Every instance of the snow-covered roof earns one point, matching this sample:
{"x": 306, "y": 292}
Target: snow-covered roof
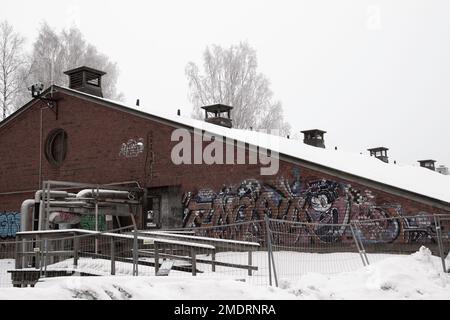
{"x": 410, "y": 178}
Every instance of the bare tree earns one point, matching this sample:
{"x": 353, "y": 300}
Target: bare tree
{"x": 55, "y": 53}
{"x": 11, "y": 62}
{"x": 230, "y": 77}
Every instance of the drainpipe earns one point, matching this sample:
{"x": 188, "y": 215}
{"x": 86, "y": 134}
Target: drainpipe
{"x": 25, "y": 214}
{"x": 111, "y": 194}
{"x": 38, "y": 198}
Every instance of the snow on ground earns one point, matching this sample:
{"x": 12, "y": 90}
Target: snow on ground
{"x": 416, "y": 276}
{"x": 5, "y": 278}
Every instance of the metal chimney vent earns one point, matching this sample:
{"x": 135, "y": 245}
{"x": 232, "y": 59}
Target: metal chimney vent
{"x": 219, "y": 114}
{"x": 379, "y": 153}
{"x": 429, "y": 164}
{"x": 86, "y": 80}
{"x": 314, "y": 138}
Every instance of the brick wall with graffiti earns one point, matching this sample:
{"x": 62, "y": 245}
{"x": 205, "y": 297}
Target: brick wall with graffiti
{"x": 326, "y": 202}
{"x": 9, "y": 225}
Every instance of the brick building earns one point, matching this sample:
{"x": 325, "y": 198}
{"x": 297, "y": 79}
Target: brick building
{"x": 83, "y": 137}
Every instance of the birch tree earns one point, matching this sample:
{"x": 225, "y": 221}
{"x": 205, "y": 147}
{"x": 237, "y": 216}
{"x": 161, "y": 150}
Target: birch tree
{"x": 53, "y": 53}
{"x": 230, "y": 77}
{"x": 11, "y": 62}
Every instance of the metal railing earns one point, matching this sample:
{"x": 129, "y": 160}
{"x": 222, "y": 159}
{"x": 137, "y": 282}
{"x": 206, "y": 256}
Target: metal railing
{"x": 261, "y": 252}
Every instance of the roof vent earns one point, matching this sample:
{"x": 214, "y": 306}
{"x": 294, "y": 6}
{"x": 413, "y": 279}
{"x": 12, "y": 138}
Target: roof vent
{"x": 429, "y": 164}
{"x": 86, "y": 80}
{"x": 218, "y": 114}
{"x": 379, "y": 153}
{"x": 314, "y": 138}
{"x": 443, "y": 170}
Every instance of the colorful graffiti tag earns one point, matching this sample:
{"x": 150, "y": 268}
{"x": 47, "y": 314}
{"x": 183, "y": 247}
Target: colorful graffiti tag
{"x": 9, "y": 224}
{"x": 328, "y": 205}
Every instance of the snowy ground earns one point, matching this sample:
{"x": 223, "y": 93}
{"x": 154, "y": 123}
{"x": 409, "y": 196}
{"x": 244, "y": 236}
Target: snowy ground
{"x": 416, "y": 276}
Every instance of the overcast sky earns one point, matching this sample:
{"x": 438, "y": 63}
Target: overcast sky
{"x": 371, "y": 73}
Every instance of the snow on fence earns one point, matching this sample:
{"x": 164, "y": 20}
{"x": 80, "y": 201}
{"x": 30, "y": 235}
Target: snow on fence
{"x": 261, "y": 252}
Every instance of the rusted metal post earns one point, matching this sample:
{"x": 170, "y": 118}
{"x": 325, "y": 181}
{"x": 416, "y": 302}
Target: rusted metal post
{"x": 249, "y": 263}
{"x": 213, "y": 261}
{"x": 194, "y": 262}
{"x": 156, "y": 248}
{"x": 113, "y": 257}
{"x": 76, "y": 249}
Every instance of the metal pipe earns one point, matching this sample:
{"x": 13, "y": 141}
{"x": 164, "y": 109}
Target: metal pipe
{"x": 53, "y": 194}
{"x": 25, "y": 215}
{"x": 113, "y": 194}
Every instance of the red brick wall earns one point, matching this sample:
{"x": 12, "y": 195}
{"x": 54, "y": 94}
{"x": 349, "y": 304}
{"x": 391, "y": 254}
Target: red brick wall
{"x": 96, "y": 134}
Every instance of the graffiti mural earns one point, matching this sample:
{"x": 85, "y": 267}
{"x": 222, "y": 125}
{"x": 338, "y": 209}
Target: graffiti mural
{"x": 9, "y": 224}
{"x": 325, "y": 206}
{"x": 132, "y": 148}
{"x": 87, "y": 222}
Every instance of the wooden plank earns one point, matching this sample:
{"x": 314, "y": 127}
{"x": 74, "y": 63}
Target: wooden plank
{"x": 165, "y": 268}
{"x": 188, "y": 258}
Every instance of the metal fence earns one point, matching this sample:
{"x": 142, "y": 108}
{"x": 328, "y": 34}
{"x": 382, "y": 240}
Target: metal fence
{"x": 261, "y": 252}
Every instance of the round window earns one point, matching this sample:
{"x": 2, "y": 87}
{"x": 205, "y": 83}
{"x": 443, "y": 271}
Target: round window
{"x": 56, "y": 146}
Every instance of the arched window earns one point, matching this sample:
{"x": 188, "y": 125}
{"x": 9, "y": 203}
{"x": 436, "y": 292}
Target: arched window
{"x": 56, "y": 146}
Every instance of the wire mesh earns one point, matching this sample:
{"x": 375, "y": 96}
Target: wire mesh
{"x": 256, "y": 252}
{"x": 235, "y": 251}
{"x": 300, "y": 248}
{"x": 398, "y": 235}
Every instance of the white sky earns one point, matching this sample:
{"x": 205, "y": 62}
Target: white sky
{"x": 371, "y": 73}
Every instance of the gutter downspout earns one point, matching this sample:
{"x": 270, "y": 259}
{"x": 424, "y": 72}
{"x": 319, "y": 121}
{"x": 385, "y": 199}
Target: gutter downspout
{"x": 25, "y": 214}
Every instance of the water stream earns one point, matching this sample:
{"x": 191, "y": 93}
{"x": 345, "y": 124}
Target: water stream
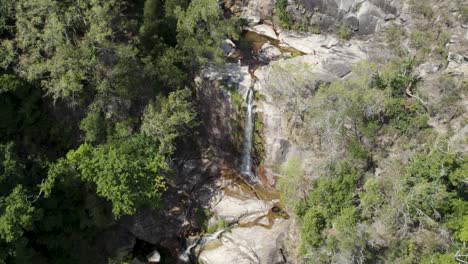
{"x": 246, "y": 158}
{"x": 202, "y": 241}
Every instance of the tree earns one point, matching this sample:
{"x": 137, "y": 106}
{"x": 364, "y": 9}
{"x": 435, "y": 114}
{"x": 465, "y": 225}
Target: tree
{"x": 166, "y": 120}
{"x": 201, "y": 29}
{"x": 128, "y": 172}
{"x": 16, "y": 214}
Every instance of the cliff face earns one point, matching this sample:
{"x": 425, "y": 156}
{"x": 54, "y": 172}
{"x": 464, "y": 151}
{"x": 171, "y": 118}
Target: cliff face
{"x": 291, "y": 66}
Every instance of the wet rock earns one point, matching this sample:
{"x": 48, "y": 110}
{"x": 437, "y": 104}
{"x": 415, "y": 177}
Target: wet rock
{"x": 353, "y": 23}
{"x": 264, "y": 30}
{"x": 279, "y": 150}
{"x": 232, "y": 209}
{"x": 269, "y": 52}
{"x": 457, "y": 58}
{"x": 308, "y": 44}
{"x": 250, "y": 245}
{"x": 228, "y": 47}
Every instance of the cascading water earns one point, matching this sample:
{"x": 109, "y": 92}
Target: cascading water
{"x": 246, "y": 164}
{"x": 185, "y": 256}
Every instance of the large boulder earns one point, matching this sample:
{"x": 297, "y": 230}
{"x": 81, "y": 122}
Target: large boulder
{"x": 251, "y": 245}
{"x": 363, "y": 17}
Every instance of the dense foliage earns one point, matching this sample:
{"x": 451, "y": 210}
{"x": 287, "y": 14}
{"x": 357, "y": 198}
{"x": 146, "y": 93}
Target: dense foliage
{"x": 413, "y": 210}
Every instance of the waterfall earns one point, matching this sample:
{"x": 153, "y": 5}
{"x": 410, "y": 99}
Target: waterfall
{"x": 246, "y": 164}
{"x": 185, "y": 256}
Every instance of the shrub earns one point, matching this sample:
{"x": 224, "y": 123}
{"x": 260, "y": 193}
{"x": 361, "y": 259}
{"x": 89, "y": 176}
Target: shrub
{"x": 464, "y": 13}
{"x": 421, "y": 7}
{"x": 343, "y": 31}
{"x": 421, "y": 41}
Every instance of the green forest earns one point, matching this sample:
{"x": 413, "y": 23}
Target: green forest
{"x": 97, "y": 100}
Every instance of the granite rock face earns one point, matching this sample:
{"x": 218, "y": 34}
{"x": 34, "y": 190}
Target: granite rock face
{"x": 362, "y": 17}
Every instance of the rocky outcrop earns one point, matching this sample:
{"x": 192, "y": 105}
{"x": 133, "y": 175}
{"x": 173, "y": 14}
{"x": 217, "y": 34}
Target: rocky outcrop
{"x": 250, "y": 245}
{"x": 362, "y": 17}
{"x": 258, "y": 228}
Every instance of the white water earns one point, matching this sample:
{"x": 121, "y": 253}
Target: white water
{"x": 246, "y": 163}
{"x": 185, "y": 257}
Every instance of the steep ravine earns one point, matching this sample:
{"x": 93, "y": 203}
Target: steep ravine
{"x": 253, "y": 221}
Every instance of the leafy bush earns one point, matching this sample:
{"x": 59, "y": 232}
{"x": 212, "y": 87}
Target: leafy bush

(EXERCISE DETAILS)
Can you copy out, word for word, the part of the material above that opens with the line containing "Every instance of the granite" and runs through the end of the material, including both ends?

(WRITTEN ANSWER)
Every instance of the granite rock face earns one point, matching this sample:
{"x": 218, "y": 34}
{"x": 34, "y": 190}
Target: granite rock face
{"x": 362, "y": 17}
Every instance of the rocky outcrop earns one point, matching this sample:
{"x": 192, "y": 105}
{"x": 133, "y": 175}
{"x": 173, "y": 14}
{"x": 217, "y": 34}
Target: rocky outcrop
{"x": 250, "y": 245}
{"x": 362, "y": 17}
{"x": 258, "y": 228}
Every instance of the white water earns one point, matching this sample:
{"x": 121, "y": 253}
Target: white water
{"x": 246, "y": 163}
{"x": 185, "y": 257}
Every instance of the steep ravine earns one point, matching this sample:
{"x": 93, "y": 203}
Target: steep ravine
{"x": 253, "y": 221}
Every instance of the leafy bush earns one point, matching this sample:
{"x": 59, "y": 232}
{"x": 212, "y": 87}
Target: leafy bush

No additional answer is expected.